→ EXERCISE DESCRIPTION
Output every line of the material below exactly as it appears, but leave out the pictures.

======== EXTRACTED DATA

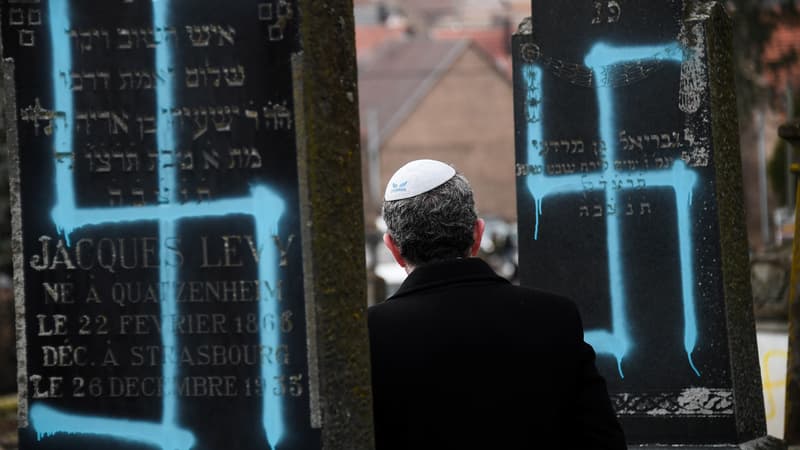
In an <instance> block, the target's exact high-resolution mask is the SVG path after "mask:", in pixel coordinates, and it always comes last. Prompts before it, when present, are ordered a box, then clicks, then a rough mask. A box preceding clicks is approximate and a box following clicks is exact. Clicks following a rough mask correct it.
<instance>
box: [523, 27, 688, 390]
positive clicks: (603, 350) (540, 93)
mask: <svg viewBox="0 0 800 450" xmlns="http://www.w3.org/2000/svg"><path fill="white" fill-rule="evenodd" d="M645 60H649V61H652V60H657V61H669V62H681V61H682V60H683V51H682V50H681V48H680V46H679V45H678V44H677V43H671V44H668V45H656V46H638V47H615V46H611V45H608V44H605V43H598V44H596V45H595V46H594V47H592V49H591V51H590V52H589V53H588V55H587V56H586V59H585V63H586V65H587V66H588V67H589V68H591V69H592V70H593V72H594V79H595V80H596V89H597V101H598V105H599V110H600V119H599V122H600V123H599V125H600V137H601V139H602V140H603V141H604V142H605V143H606V146H607V147H606V154H605V155H604V157H603V167H604V169H603V170H602V171H600V172H596V173H591V174H583V175H564V176H548V175H547V174H546V173H545V172H544V167H545V164H544V158H543V157H542V155H540V154H539V152H538V151H537V148H536V147H537V145H538V144H539V143H541V142H543V141H544V136H543V131H542V106H541V105H542V101H543V98H542V92H543V87H542V70H541V68H539V67H538V66H535V65H533V64H530V65H526V66H523V68H522V76H523V80H524V81H525V84H526V85H527V87H528V97H527V103H526V105H525V107H526V114H527V116H528V117H527V119H528V130H527V131H528V135H527V139H528V152H527V153H528V155H527V156H528V164H529V165H531V166H534V167H538V168H539V169H538V170H539V171H541V173H542V175H541V176H539V177H529V178H528V180H527V187H528V190H529V191H530V193H531V196H532V197H533V201H534V204H535V216H536V225H535V230H534V239H535V240H538V239H539V225H540V219H541V216H542V211H543V207H542V204H543V202H544V199H545V197H547V196H555V195H564V194H573V195H574V194H577V193H580V192H583V191H585V190H594V189H598V188H601V187H602V189H603V190H604V194H605V198H606V202H607V203H608V205H610V206H611V207H613V208H614V209H615V210H617V198H616V195H615V192H614V186H613V184H612V183H610V182H609V181H611V180H613V179H614V178H615V177H619V176H623V175H624V172H619V171H617V170H616V168H614V161H615V160H616V156H617V152H618V141H617V139H616V138H615V136H614V131H613V130H614V129H615V110H614V96H613V91H612V90H613V87H612V86H609V85H608V83H604V82H603V80H602V78H601V74H602V72H603V70H608V69H610V68H611V67H613V66H614V65H617V64H621V63H626V62H635V61H645ZM639 177H640V178H644V179H645V180H646V183H647V186H648V187H670V188H672V189H674V191H675V201H676V209H677V216H678V219H677V221H678V235H679V241H680V242H679V249H680V258H681V260H680V264H681V286H682V295H683V315H684V348H685V351H686V354H687V357H688V359H689V364H690V366H691V367H692V370H693V371H694V372H695V374H697V376H700V372H699V371H698V370H697V367H696V366H695V363H694V360H693V358H692V352H693V351H694V349H695V347H696V345H697V336H698V332H697V317H696V313H695V304H696V298H695V293H694V271H693V258H692V248H693V245H692V225H691V221H690V206H691V201H692V192H693V190H694V188H695V185H696V184H697V175H696V174H695V173H694V172H692V171H691V170H689V169H688V168H687V167H686V165H685V164H684V163H683V162H682V161H679V162H677V163H675V164H674V166H673V168H672V169H671V170H664V171H651V172H647V173H646V174H643V175H640V176H639ZM606 230H607V243H608V244H607V247H608V253H607V257H608V268H609V275H608V276H609V286H610V297H611V317H612V319H611V322H612V323H611V329H612V331H611V332H608V331H603V330H591V331H588V332H586V334H585V339H586V341H587V342H588V343H590V344H591V345H592V346H593V347H594V349H595V351H596V352H597V353H603V354H610V355H612V356H613V357H614V358H615V359H616V361H617V369H618V370H619V373H620V376H621V377H623V378H624V372H623V370H622V361H623V359H624V358H625V356H626V355H627V354H628V352H630V350H631V348H632V340H631V338H630V333H629V326H628V323H629V322H628V317H627V312H626V305H627V301H628V299H627V293H626V292H625V278H624V274H625V271H624V265H623V255H622V250H621V249H622V244H621V231H620V225H619V219H618V216H617V215H614V214H606Z"/></svg>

================

→ RESULT
In an <instance> block, the target's exact high-resolution mask is the SVG path after "mask:", in pixel coordinates, and it always comes last. Prompts before it, when present, are ordered a box, then clicks, then a rough mask. A box preceding clicks is approximate and a box following clicks is exact. Clicks following a rough mask correct it.
<instance>
box: [523, 27, 688, 390]
positive clicks: (603, 350) (540, 93)
mask: <svg viewBox="0 0 800 450" xmlns="http://www.w3.org/2000/svg"><path fill="white" fill-rule="evenodd" d="M645 60H649V61H652V60H657V61H669V62H681V61H682V60H683V51H682V50H681V48H680V46H679V45H678V44H677V43H671V44H668V45H656V46H638V47H615V46H611V45H608V44H605V43H598V44H596V45H595V46H594V47H592V49H591V51H590V52H589V53H588V55H587V56H586V59H585V63H586V65H587V66H588V67H589V68H591V69H592V70H593V72H594V79H595V80H596V89H597V101H598V105H599V110H600V119H599V122H600V123H599V125H600V137H601V139H602V140H603V141H604V142H605V143H606V146H607V147H606V154H605V155H604V157H603V167H604V169H603V170H602V171H600V172H596V173H591V174H583V175H564V176H548V175H547V174H546V173H545V172H544V167H545V164H544V158H543V157H542V155H540V154H539V152H538V151H537V148H536V147H537V145H538V144H539V143H541V142H543V141H544V136H543V131H542V106H541V105H542V101H543V98H542V92H543V87H542V70H541V68H539V67H538V66H535V65H533V64H530V65H526V66H523V68H522V76H523V80H524V81H525V84H526V85H527V87H528V97H527V103H526V105H525V107H526V114H527V116H528V117H527V119H528V130H527V131H528V135H527V139H528V152H527V153H528V155H527V156H528V164H529V165H531V166H534V167H538V168H539V169H538V170H539V171H541V173H542V175H541V176H539V177H529V178H528V180H527V187H528V190H529V191H530V193H531V196H532V197H533V201H534V204H535V216H536V225H535V230H534V239H535V240H538V239H539V225H540V219H541V216H542V211H543V207H542V204H543V202H544V199H545V197H547V196H555V195H564V194H573V195H574V194H577V193H580V192H583V191H585V190H594V189H598V188H601V187H602V189H603V190H604V194H605V198H606V202H607V203H608V205H610V206H611V207H613V208H614V209H615V210H617V198H616V195H615V192H614V186H613V184H612V183H610V182H609V181H611V180H613V179H614V178H615V177H619V176H623V175H624V172H619V171H617V170H616V168H614V161H615V160H616V156H617V152H618V141H617V139H616V138H615V136H614V131H613V130H614V129H615V110H614V96H613V91H612V90H613V87H612V86H609V85H608V83H604V82H603V80H602V78H601V74H602V72H603V70H608V69H610V68H611V67H613V66H614V65H617V64H621V63H626V62H635V61H645ZM639 177H640V178H644V179H645V180H646V183H647V186H648V187H670V188H672V189H674V191H675V201H676V209H677V216H678V219H677V221H678V235H679V241H680V242H679V249H680V258H681V260H680V264H681V286H682V295H683V315H684V348H685V351H686V354H687V357H688V359H689V364H690V366H691V367H692V370H693V371H694V372H695V374H697V376H700V372H699V371H698V370H697V367H696V366H695V363H694V360H693V358H692V352H693V351H694V349H695V347H696V345H697V336H698V332H697V317H696V313H695V304H696V298H695V293H694V271H693V258H692V248H693V245H692V225H691V221H690V206H691V201H692V192H693V190H694V188H695V185H696V184H697V175H696V174H695V173H694V172H692V171H691V170H689V169H688V168H687V167H686V165H685V164H684V163H683V162H682V161H679V162H677V163H675V164H674V166H673V168H672V169H671V170H664V171H651V172H647V173H646V174H643V175H640V176H639ZM606 230H607V243H608V244H607V247H608V253H607V257H608V268H609V275H608V276H609V286H610V297H611V317H612V319H611V322H612V323H611V329H612V331H611V332H608V331H603V330H591V331H588V332H586V334H585V339H586V341H587V342H588V343H590V344H591V345H592V346H593V347H594V349H595V351H596V352H597V353H603V354H610V355H612V356H613V357H614V358H615V359H616V361H617V369H618V370H619V373H620V376H621V377H623V378H624V372H623V370H622V361H623V359H624V358H625V356H626V355H627V354H628V352H630V350H631V348H632V340H631V338H630V333H629V326H628V323H629V322H628V317H627V312H626V305H627V301H628V299H627V293H626V292H625V278H624V274H625V271H624V265H623V255H622V250H621V249H622V244H621V231H620V225H619V219H618V216H617V215H614V214H606Z"/></svg>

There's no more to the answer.